I have never personally used it, but aren't Windows' Shadow Copies supposed to be the answer to file locking/modification issues?

jcgl 2 days ago | [-0 more]

> Linux file locking is to put it mildly, deficient.

Since the introduction of flock on Linux, how bad is it really though? I don't see why one would need kludges like filename.lock. Though of course flock is still an "honor system" as you put it.

Tor3 2 days ago | [-0 more]

Same - on one of my computers (Linux, btw) the only directories in the list of directories to back up are .git directories. That's what I'm concerned with, so that's what I back up. And it works just fine, with my provider.

NetMageSCW 3 days ago | [-1 more]

Actually once the initial backup is done there is no reason to scan for changes. They can just use a Windows service that tells them when any file is modified or created and add that file to their backup list.

DarkUranium 2 days ago | [-0 more]

To an extent. WinAPI's file watching has a race condition in it, and there's no simple workaround (just complex & error-prone ones).

Well, for backups the workaround is a bit easier (as they strictly only ever read files), but still.

Saris 3 days ago | [-2 more]

Backblaze offers 'unlimited' backup space, so they have to do this kind of thing as a result of that poor marketing choice.

conductr 3 days ago | [-0 more]

No they don’t. They just have to price the product to reflect changing user patterns. When backblaze started, it was simply “we back up all the files on your drive” they didn’t even have a restore feature that was your job when you needed it. Over time they realized some user behavior changed, these Cloud drives where a huge data source they hadn’t priced in, git gave them some problems that they didn’t factor in, etc. The issue is there solution to dealing with it is to exclude it and that means they’re now a half baked solution to many of their users, they should have just changed the pricing and supported the backup solution people need today.

adithyassekhar 3 days ago | [-0 more]

If they must scam, shouldn’t they be deduplicating on the server rather than the client?

Ajedi32 3 days ago | [-1 more]

FWIW some other people in this thread are saying the article is wrong about .git folders not being backed up: https://news.ycombinator.com/item?id=47765788

That's a really important fact that's getting buried so I'd like to highlight it here.

Ajedi32 2 days ago | [-0 more]

Well, I checked and it looks like none of my .git repos are backed up. All attempts to restore only restore the working copy. -_- I'm not sure why it was working for the person in the comment I linked.

rmccue 3 days ago | [-0 more]

I think it's understandable for both Backblaze and most users, but surely the solution is to add `.git` to their default exclusion list which the user can manage.

maalhamdan 3 days ago | [-6 more]

I think they shouldn't back up git objects individually because git handles the versioning information. Just compress the .git folder itself and back it up as a single unit.

willis936 3 days ago | [-0 more]

Better yet, include dedpulication, incremental versioning, verification, and encryption. Wait, that's borg / restic.

This is a joke, but honestly anyone here shouldn't be directly backing up their filesystems and should instead be using the right tool for the job. You'll make the world a more efficient place, have more robust and quicker to recover backups, and save some money along the way.

pkaeding 3 days ago | [-4 more]

This is a good point, but you might expect them to back up untracked and modified files in the backup, along with everything else on your filesystem.

pixl97 3 days ago | [-3 more]

Eh, you really shouldn't do that for any kind of file that acts like a (an impromptu) database. This is how you get corruption. Especially when change information can be split across more than one file.

## [Excerpted records]
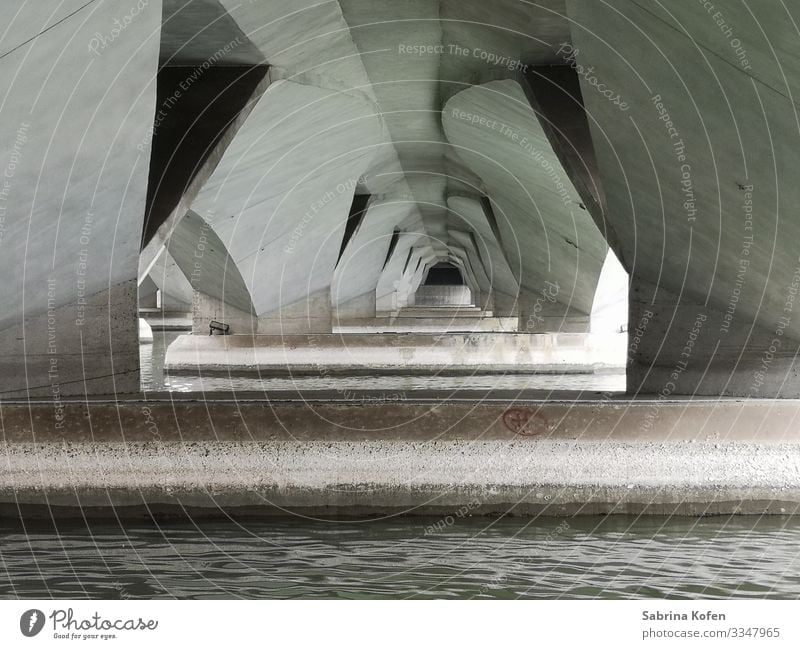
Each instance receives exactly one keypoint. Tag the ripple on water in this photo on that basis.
(474, 558)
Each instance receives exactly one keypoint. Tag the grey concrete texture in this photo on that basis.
(406, 458)
(698, 171)
(373, 353)
(74, 110)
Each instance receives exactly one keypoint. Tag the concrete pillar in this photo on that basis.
(75, 134)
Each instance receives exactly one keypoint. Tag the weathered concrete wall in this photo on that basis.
(484, 352)
(697, 163)
(77, 105)
(547, 239)
(604, 457)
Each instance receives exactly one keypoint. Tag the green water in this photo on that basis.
(587, 557)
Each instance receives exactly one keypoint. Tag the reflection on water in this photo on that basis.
(586, 557)
(154, 379)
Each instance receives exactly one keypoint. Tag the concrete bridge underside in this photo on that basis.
(427, 185)
(297, 168)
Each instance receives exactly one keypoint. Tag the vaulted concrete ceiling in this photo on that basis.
(356, 101)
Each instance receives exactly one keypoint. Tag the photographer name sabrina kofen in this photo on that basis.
(678, 616)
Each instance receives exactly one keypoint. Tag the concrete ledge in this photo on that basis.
(407, 353)
(334, 460)
(375, 478)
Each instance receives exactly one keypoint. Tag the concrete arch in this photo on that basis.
(546, 236)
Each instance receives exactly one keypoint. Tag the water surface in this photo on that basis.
(585, 557)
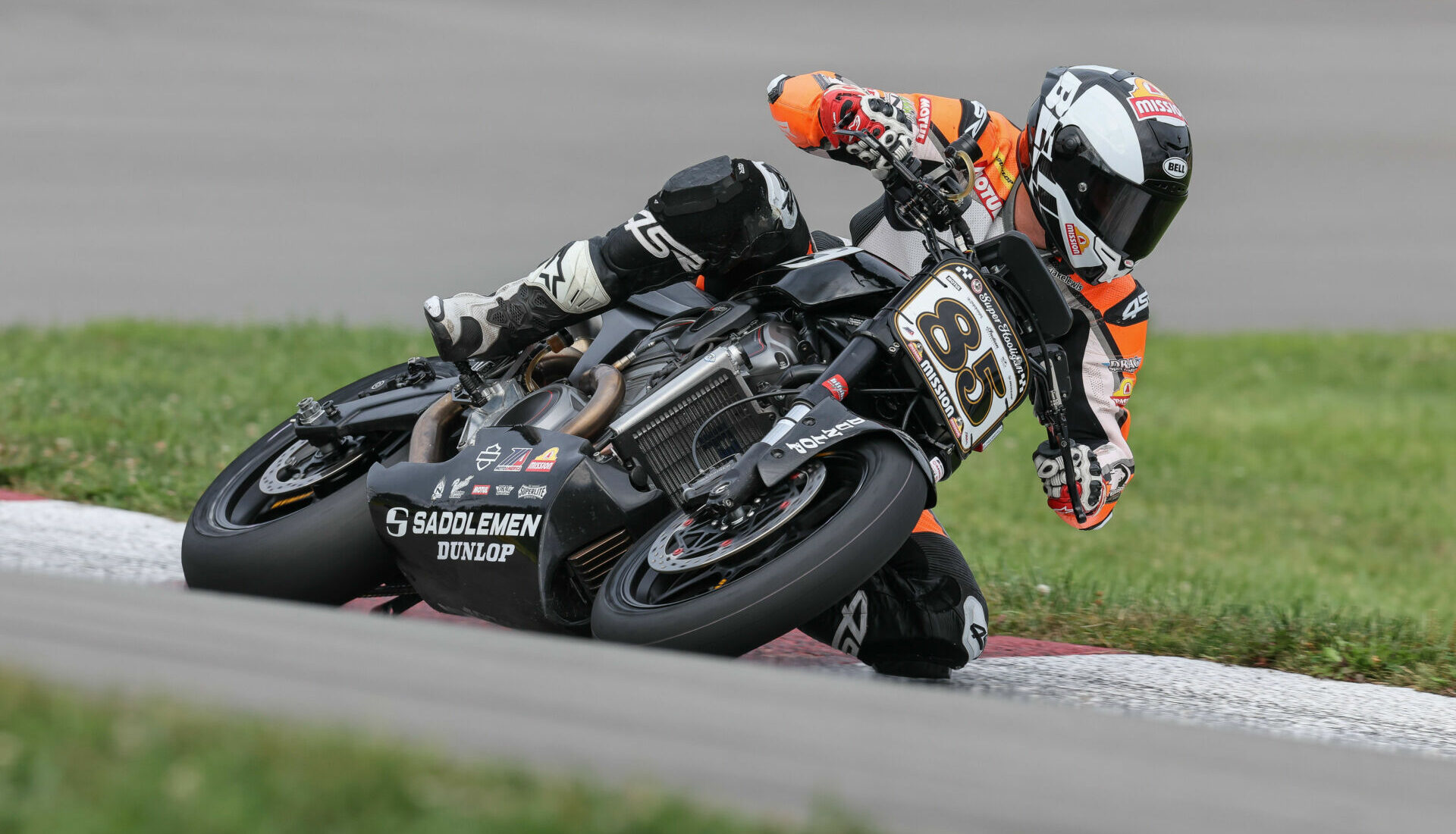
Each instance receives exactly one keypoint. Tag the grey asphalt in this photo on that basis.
(286, 159)
(909, 757)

## [Parts of the exercise]
- A) Answer these questions from the forum thread on backups, one line each, marking your answers (i), (ii) and (iii):
(i) What does jcgl say is still an "honor system"?
(ii) According to DarkUranium, what does WinAPI's file watching have in it?
(iii) Which tools does willis936 name after listing deduplication, incremental versioning, verification, and encryption?
- B) Reproduce word for word the part of the forum thread on backups that opens with the words containing "adithyassekhar 3 days" and closes with "comment I linked.".
- C) Resume the forum thread on backups from where it stops.

## [Answers to each task]
- A)
(i) flock
(ii) A race condition
(iii) borg / restic

- B)
adithyassekhar 3 days ago | [-0 more]

If they must scam, shouldn’t they be deduplicating on the server rather than the client?

Ajedi32 3 days ago | [-1 more]

FWIW some other people in this thread are saying the article is wrong about .git folders not being backed up: https://news.ycombinator.com/item?id=47765788

That's a really important fact that's getting buried so I'd like to highlight it here.

Ajedi32 2 days ago | [-0 more]

Well, I checked and it looks like none of my .git repos are backed up. All attempts to restore only restore the working copy. -_- I'm not sure why it was working for the person in the comment I linked.

- C)
pkaeding 3 days ago | [-2 more]

Sorry, what are you saying shouldn't be done? Backing up untracked/modified files in a bit repo? Or compressing the .git folder and backing it up as a unit?

pixl97 3 days ago | [-1 more]

> Backing up untracked/modified files in a bit repo?

This. It's best to do this in an atomic operation, such as a VSS style snapshot that then is consistent and done with no or paused operations on the files. Something like a zip is generally better because it takes less time on the file system than the upload process typically takes.

pkaeding a day ago | [-0 more]

I see what you mean, but isn't this an issue with any filesystem backup tool? Or is there something about untracked files in a git workspace that is different, that I'm not seeing?

rcxdude 3 days ago | [-0 more]

It's probably primarily because Linus is a kernel and filesystem nerd, not a database nerd, so he preferred to just use the filesystem which he understood the performance characteristics of well (at least on linux).

ciupicri 3 days ago | [-0 more]

> If it'd been something like an SQLite database instead (just an example really)

See Fossil (https://fossil-scm.org/)

P.S. There's also (https://www.sourcegear.com/vault/)

> SourceGear Vault Pro is a version control and bug tracking solution for professional development teams. Vault Standard is for those who only want version control. Vault is based on a client / server architecture using technologies such as Microsoft SQL Server and IIS Web Services for increased performance, scalability, and security.

yangm97 3 days ago | [-0 more]

You don’t see ZFS/BTRFS block based snapshot replication choking on git or any sort of dataset. Use the right job for the tool or something.

grumbelbart2 3 days ago | [-4 more]

Git packs objects into pack-files on a regular basis. If it doesn't, check your configuration, or do it manually with 'git repack'.

noirscape 3 days ago | [-3 more]

I decided to look into this (git gc should also be doing this), and I think I figured out why it's such a consistent issue with git in particular. Running git gc does properly pack objects together and reduce inode count to something much more manageable.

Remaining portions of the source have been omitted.